Goal of the exercise:
The data below must be copied in full and without any change.

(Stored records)
----------

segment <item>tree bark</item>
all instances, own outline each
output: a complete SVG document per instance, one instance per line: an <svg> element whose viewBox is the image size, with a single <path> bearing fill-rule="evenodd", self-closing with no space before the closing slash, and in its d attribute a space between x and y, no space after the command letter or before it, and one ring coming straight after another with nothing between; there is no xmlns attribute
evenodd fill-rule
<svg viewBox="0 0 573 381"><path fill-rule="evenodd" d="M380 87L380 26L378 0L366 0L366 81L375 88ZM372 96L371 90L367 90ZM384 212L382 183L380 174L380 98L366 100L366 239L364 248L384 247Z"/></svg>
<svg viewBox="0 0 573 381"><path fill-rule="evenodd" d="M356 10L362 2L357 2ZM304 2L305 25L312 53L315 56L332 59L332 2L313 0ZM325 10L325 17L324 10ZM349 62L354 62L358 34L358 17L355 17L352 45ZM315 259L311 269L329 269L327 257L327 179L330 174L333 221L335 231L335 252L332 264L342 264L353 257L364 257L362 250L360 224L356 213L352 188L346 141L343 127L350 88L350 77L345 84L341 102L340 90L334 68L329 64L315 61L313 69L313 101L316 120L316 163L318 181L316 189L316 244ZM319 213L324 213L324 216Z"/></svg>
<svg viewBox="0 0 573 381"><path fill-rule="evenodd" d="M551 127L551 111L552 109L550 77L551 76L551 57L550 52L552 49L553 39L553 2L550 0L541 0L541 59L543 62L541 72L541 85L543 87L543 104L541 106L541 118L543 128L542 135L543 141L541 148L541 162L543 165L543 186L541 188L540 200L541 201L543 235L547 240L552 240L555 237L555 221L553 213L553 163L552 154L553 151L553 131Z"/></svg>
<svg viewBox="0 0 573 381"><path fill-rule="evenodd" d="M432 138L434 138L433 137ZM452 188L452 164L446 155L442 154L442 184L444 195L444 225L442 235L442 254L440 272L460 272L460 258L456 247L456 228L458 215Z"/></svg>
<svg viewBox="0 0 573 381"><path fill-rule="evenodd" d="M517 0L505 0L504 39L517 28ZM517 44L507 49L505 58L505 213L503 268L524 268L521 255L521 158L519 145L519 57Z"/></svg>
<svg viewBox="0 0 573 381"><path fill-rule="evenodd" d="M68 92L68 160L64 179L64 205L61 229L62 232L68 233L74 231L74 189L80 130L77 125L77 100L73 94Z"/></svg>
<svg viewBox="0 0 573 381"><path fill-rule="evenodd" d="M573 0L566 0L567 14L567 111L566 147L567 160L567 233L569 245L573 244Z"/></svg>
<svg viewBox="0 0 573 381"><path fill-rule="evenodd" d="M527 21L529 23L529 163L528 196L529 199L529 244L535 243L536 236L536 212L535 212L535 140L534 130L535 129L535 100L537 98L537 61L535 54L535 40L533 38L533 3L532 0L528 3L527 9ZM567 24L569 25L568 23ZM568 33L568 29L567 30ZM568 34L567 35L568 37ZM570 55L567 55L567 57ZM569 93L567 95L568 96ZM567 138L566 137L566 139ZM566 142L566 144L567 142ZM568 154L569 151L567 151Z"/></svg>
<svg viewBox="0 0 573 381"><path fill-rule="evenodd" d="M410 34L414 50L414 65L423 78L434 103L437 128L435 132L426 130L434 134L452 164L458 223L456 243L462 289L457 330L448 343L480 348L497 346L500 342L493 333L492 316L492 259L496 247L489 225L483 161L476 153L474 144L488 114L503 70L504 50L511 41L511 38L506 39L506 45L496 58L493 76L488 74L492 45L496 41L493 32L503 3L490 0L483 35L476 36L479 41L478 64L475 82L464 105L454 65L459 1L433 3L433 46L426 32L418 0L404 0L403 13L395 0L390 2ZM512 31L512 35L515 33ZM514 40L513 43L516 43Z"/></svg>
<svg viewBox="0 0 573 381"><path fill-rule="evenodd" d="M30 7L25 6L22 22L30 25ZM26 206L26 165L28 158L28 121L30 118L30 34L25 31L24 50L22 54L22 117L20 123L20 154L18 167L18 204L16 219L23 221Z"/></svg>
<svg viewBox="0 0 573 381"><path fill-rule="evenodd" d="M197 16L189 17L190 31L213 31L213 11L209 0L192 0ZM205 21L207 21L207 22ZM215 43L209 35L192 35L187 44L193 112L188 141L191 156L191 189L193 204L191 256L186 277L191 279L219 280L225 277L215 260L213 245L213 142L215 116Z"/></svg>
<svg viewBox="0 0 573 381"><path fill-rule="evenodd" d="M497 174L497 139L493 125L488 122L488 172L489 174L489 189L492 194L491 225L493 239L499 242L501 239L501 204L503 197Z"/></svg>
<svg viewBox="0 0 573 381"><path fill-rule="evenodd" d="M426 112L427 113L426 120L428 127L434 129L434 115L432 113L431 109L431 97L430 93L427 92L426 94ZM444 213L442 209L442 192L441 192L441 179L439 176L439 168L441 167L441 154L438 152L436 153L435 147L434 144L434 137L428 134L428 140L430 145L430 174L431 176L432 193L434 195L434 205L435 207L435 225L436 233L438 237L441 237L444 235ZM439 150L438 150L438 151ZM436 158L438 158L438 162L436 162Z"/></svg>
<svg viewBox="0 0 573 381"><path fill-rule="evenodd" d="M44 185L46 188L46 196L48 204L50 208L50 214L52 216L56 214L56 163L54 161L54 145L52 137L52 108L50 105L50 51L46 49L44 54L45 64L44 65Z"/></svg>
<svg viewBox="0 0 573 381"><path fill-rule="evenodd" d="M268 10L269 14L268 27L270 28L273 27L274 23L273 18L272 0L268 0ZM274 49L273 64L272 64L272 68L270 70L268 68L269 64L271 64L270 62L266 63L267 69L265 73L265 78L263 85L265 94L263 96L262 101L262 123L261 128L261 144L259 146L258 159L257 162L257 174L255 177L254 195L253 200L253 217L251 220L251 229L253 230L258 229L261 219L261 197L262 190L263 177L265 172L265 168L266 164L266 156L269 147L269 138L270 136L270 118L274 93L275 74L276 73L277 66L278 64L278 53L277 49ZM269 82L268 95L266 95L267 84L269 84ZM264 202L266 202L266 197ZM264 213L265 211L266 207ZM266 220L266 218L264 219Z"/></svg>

----------

Answer below:
segment <item>tree bark</item>
all instances, own outline each
output: a complete SVG document per instance, one instance per line: an <svg> element whose viewBox is the image size, with a single <path> bearing fill-rule="evenodd", self-closing with no space before the closing slash, and in its d attribute a space between x and y, no space after the command letter or before it, and one ring coming straight after another with nothing between; there is no xmlns attribute
evenodd fill-rule
<svg viewBox="0 0 573 381"><path fill-rule="evenodd" d="M380 87L380 26L378 0L366 0L366 81L375 88ZM372 96L371 90L367 90ZM384 212L382 183L380 174L380 98L366 100L366 239L364 248L384 247Z"/></svg>
<svg viewBox="0 0 573 381"><path fill-rule="evenodd" d="M356 10L362 2L357 2ZM304 2L305 25L312 53L315 56L332 59L332 2L313 0ZM325 10L325 17L324 10ZM349 62L354 62L358 34L358 17L355 17L352 45ZM315 259L311 269L329 269L327 257L327 179L330 174L333 221L335 231L335 252L332 264L342 264L353 257L364 257L362 250L360 224L356 213L352 188L346 141L343 127L350 88L350 77L345 84L341 102L340 90L334 68L329 64L315 61L313 69L313 101L316 120L316 163L318 181L316 189L316 244ZM319 213L324 213L324 216Z"/></svg>
<svg viewBox="0 0 573 381"><path fill-rule="evenodd" d="M551 127L551 111L552 109L550 77L551 76L551 57L550 52L552 49L553 39L553 2L550 0L541 0L541 59L543 62L541 72L541 85L543 87L543 104L541 106L541 118L543 128L542 135L543 141L541 148L541 162L543 165L543 186L541 188L540 200L541 201L543 235L547 240L552 240L555 237L555 221L553 213L553 163L552 154L553 151L553 131Z"/></svg>
<svg viewBox="0 0 573 381"><path fill-rule="evenodd" d="M432 138L434 138L433 137ZM452 188L452 164L446 155L442 154L442 184L444 195L444 225L442 235L442 254L440 272L460 272L460 258L456 247L456 228L458 215Z"/></svg>
<svg viewBox="0 0 573 381"><path fill-rule="evenodd" d="M517 0L505 0L504 39L517 28ZM517 44L507 49L505 58L505 213L503 268L524 268L521 255L521 158L519 145L519 57Z"/></svg>
<svg viewBox="0 0 573 381"><path fill-rule="evenodd" d="M68 92L68 160L64 179L64 205L61 229L62 232L68 233L74 231L74 189L80 130L77 125L77 100L73 94Z"/></svg>
<svg viewBox="0 0 573 381"><path fill-rule="evenodd" d="M573 0L566 0L567 14L567 111L566 147L567 160L567 233L569 245L573 244Z"/></svg>
<svg viewBox="0 0 573 381"><path fill-rule="evenodd" d="M527 21L529 23L529 163L528 196L529 199L529 244L535 243L536 236L536 212L535 212L535 140L534 130L535 129L535 100L537 98L537 61L535 54L535 40L533 38L533 3L532 0L528 3L527 9ZM567 24L569 25L568 23ZM568 33L568 29L567 30ZM568 34L567 35L568 37ZM570 55L567 55L567 57ZM569 93L567 95L568 96ZM567 138L566 137L566 139ZM566 142L566 144L567 142ZM568 154L569 151L567 151Z"/></svg>
<svg viewBox="0 0 573 381"><path fill-rule="evenodd" d="M410 34L414 50L414 65L423 78L434 103L437 128L435 132L426 130L434 134L452 164L458 223L456 243L462 289L457 330L448 343L480 348L497 346L500 342L493 333L492 316L492 259L496 247L489 225L483 161L476 153L474 144L488 114L503 70L504 50L511 41L511 38L506 39L506 45L496 58L493 76L488 74L492 45L496 41L493 32L503 3L490 0L483 35L476 36L479 41L478 64L475 82L464 105L454 65L459 1L433 3L433 46L426 32L418 0L404 0L403 13L395 0L390 2ZM512 31L512 35L515 33ZM514 40L513 43L516 43Z"/></svg>
<svg viewBox="0 0 573 381"><path fill-rule="evenodd" d="M30 7L25 6L22 22L30 25ZM26 206L26 165L28 158L28 121L30 118L30 34L25 31L24 50L22 54L22 117L20 123L20 154L18 167L18 204L16 219L23 221Z"/></svg>
<svg viewBox="0 0 573 381"><path fill-rule="evenodd" d="M197 16L189 17L190 31L213 31L213 11L209 0L192 0ZM205 21L207 21L207 22ZM215 43L209 35L192 35L187 44L193 112L188 141L191 156L191 189L193 204L191 256L186 277L191 279L219 280L225 277L215 260L213 245L213 142L215 116Z"/></svg>
<svg viewBox="0 0 573 381"><path fill-rule="evenodd" d="M497 174L497 139L493 125L488 122L488 172L489 174L489 189L492 194L491 225L493 239L499 242L501 239L501 204L503 197Z"/></svg>
<svg viewBox="0 0 573 381"><path fill-rule="evenodd" d="M426 112L427 113L426 120L428 127L434 129L434 115L432 113L431 109L431 97L430 93L427 92L426 94ZM444 213L442 209L442 192L441 192L441 179L439 176L439 168L441 167L441 154L438 152L436 153L435 147L434 144L434 137L428 134L428 140L430 145L430 174L431 176L432 193L434 195L434 205L435 207L435 225L436 233L438 237L441 237L444 235ZM439 150L438 150L438 151ZM436 158L438 158L438 162L436 162Z"/></svg>
<svg viewBox="0 0 573 381"><path fill-rule="evenodd" d="M44 185L46 188L46 196L48 204L50 208L50 214L52 216L56 214L56 163L54 161L54 145L52 137L52 108L50 105L50 51L46 49L44 54L45 64L44 65Z"/></svg>
<svg viewBox="0 0 573 381"><path fill-rule="evenodd" d="M268 10L269 14L268 27L270 28L273 27L274 23L273 18L272 0L268 0ZM274 49L273 64L272 64L272 68L270 70L268 68L269 64L271 64L270 62L266 63L267 69L265 73L265 78L263 85L265 94L263 96L262 101L262 123L261 128L261 144L259 146L258 159L257 162L257 174L255 177L254 195L253 200L253 217L251 220L251 229L253 230L258 229L261 219L261 197L262 190L263 177L265 172L265 168L266 164L266 156L269 147L269 138L270 136L270 118L274 93L275 74L276 73L277 66L278 64L278 53L277 49ZM269 82L268 95L266 95L267 84L269 84ZM264 202L266 202L266 197ZM264 213L265 211L266 207ZM266 220L266 218L264 219Z"/></svg>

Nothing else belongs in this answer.